**TASKS AND EXERCISES:**
1) From the hospital bed essay, copy the passage starting at "Hospital Bed" and ending at "saw this coming.".
2) Answer these questions about the hospital bed essay:
(a) Whose words are quoted near the top?
(b) What became the writer's new home after intubation?
(c) Who types the writer's words, and into what device?

**SELECTED EXTRACT:**
━━━━━━━━━━━━━━━━━━━━━━━━━━━━━━

Hospital Bed

Healthiness is a hell of a drug.

“Life is what happens to us while we are making other plans.” ~ John Lennon

Our time on earth is a distinctive mystery. We all use individual life strategies. Some cross their fingers. While others, like me, plan for tomorrow. But yet, I never saw this coming.

The other day I fell apart. The doctors put me back together with steroids, a breathing tube and bed rest. Intubation was required and the ICU became my new home.

My memory of that episode is stitched together by faded voices and blurred faces. The whole experience seems otherworldly. But a fly on the wall told me it really did occur.

And since that time, I’ve been scared. I wake every morning to face another graceless day filled with attempted wall walking and moments I’ll soon forget.

I spend my days recuperating in this bed. Dictating my feelings to my husband as he types my words into his iPhone. Trying to make sense of the scattered thoughts my weakened muffled voice is dribbling out.

━━━━━━━━━━━━━━━━━━━━━━━━━━━━━━

**EXCERPTED RECORDS:**
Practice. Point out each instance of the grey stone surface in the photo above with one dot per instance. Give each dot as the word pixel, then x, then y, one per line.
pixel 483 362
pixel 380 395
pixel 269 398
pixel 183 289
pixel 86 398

━━━━━━━━━━━━━━━━━━━━━━━━━━━━━━

**ANSWER SECTION:**
1)
Hospital Bed

Healthiness is a hell of a drug.

“Life is what happens to us while we are making other plans.” ~ John Lennon

Our time on earth is a distinctive mystery. We all use individual life strategies. Some cross their fingers. While others, like me, plan for tomorrow. But yet, I never saw this coming.

2)
(a) John Lennon
(b) The ICU
(c) The writer's husband, into his iPhone